(Rows from a pointing dataset)
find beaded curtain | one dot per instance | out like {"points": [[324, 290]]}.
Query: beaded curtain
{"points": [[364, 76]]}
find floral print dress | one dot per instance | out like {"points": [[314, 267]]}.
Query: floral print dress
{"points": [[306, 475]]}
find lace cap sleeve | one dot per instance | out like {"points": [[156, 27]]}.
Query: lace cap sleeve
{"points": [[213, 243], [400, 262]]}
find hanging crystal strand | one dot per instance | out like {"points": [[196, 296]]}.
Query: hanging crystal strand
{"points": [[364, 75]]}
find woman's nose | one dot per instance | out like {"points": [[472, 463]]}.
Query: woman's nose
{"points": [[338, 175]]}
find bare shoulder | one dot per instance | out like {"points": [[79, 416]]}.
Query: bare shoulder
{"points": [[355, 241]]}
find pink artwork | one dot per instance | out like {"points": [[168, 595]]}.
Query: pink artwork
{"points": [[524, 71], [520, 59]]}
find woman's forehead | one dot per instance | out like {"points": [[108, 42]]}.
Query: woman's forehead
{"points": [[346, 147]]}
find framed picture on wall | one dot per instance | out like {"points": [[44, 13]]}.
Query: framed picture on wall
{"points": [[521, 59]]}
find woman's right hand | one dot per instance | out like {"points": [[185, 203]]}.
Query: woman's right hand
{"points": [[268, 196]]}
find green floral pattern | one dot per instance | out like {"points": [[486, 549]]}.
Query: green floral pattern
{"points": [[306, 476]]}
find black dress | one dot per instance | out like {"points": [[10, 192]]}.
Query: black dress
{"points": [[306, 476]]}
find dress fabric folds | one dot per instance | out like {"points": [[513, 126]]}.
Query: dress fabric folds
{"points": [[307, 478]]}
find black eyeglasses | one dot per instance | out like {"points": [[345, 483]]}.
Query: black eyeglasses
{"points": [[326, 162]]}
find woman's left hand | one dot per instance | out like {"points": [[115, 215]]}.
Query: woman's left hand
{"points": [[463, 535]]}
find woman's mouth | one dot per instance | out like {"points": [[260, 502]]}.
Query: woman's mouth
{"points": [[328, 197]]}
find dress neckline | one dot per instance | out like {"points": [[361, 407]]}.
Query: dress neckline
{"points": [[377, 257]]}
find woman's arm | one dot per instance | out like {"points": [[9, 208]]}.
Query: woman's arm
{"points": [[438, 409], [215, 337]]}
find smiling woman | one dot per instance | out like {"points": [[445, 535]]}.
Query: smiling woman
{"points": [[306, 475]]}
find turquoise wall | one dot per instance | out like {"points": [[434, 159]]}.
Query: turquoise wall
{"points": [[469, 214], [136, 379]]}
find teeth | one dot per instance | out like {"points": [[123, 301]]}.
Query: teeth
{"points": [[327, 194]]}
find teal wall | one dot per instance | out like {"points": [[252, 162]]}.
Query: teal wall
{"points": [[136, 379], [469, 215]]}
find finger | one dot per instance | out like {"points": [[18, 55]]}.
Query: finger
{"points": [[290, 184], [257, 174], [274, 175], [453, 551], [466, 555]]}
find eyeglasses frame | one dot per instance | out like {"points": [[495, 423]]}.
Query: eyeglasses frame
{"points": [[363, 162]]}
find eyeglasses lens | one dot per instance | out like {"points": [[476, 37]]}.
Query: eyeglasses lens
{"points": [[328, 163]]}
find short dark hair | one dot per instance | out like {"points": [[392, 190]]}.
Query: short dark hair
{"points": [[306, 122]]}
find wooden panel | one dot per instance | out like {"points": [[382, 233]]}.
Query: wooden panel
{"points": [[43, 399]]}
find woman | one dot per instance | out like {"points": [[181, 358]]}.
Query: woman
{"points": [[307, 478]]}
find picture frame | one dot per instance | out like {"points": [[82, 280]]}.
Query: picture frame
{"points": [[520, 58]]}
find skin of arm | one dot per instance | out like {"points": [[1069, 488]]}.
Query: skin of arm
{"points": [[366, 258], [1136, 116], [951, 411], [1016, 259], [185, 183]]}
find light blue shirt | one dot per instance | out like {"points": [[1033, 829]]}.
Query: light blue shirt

Written instruction: Copy out everything in the items above, from the line containing "find dress neckline" down to the end of the items.

The reply:
find dress neckline | one dot per instance | out like {"points": [[361, 407]]}.
Query: dress neckline
{"points": [[377, 257]]}
find woman's arm | one dot per instance | out like {"points": [[9, 208]]}.
Query: woman's arm
{"points": [[438, 409], [215, 337]]}
find smiling woman | one dot per instance | out like {"points": [[445, 535]]}.
Query: smiling woman
{"points": [[306, 475]]}
find turquoise wall | one dot per instance | out like {"points": [[434, 159]]}.
Query: turquoise wall
{"points": [[469, 214], [136, 379]]}
find teeth | one dot per instance | out like {"points": [[123, 301]]}.
Query: teeth
{"points": [[327, 194]]}
find teal wall | one dot per instance | out like {"points": [[252, 162]]}.
Query: teal wall
{"points": [[136, 379], [469, 215]]}
find finger | one dot per instance | out like {"points": [[18, 55]]}.
Query: finger
{"points": [[290, 184], [257, 174], [274, 175], [453, 551], [466, 555]]}
find eyeglasses frame | one dot per instance | out like {"points": [[495, 423]]}.
Query: eyeglasses frame
{"points": [[363, 162]]}
find eyeglasses lens | one dot per instance | out like {"points": [[476, 37]]}.
Query: eyeglasses lens
{"points": [[328, 163]]}
find short dark hair | one dot per instance | out like {"points": [[392, 190]]}.
Query: short dark hair
{"points": [[306, 122]]}
find wooden panel | one dot per instance | out like {"points": [[382, 233]]}.
Query: wooden panel
{"points": [[43, 399]]}
find woman | one dot per instance | out like {"points": [[181, 358]]}.
Query: woman
{"points": [[307, 478]]}
find picture frame | one dot per instance | out like {"points": [[82, 280]]}.
Query: picture frame
{"points": [[520, 58]]}
find skin of arm | one dot per instance | out like {"points": [[1069, 488]]}.
Query: skin of arm
{"points": [[366, 258], [1136, 116], [951, 411], [1016, 259], [185, 183]]}
find light blue shirt | one dot per instance | out like {"points": [[1033, 829]]}.
Query: light blue shirt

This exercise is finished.